## Material
━━━━━━━━━━

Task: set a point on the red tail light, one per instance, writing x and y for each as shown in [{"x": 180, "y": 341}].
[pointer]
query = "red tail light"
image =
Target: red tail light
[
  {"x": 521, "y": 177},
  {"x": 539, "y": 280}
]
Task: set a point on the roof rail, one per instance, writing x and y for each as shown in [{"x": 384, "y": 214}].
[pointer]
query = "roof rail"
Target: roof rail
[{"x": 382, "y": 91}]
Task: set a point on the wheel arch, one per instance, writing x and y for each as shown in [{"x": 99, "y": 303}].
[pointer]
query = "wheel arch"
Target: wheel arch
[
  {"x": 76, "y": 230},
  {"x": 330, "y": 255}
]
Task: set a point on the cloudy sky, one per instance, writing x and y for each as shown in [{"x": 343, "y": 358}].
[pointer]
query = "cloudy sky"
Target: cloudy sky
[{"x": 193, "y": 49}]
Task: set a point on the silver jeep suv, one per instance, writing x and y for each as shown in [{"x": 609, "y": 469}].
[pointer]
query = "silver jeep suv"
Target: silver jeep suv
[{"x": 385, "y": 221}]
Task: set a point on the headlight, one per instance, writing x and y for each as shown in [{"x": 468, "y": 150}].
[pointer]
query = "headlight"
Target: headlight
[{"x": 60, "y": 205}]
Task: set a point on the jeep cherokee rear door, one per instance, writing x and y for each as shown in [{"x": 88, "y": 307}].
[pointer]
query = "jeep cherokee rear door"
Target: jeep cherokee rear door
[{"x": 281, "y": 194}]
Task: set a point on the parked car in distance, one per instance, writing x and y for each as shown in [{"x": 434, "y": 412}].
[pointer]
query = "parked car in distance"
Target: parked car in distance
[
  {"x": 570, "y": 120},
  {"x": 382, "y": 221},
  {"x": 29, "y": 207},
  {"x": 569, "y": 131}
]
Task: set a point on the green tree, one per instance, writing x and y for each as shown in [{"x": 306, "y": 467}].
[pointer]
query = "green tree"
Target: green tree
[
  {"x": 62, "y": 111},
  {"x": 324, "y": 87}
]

━━━━━━━━━━

## What the exercise asks
Scale the records, requests included, starting at the line that contains "Task: set a point on the headlight, one" and stopping after the end of the records. Multiply every coordinate in the answers by 1.35 and round to whole numbers, with halves rounded up, while the numbers in the requests and their format samples stay unchanged.

## Result for this task
Task: set a point on the headlight, one per instance, writing x and y for each as shown in [{"x": 468, "y": 150}].
[pointer]
query = "headlight"
Target: headlight
[{"x": 81, "y": 277}]
Task: set a point on the jeep cherokee rear door, one per instance, writing x and y for each as shown in [{"x": 88, "y": 307}].
[pointer]
query = "jeep cherokee rear door"
Target: jeep cherokee rear door
[{"x": 379, "y": 262}]
Task: set a point on the parked car in distance, one per instance, writing x and y for each as shown in [{"x": 434, "y": 412}].
[pointer]
query = "parked car in distance"
Target: parked car in distance
[
  {"x": 770, "y": 162},
  {"x": 516, "y": 298},
  {"x": 39, "y": 279},
  {"x": 768, "y": 177}
]
Task: set a point on the green tree, one per instance, writing x and y for each as shown in [{"x": 306, "y": 467}].
[pointer]
query = "green tree"
Target: green tree
[
  {"x": 84, "y": 150},
  {"x": 437, "y": 117}
]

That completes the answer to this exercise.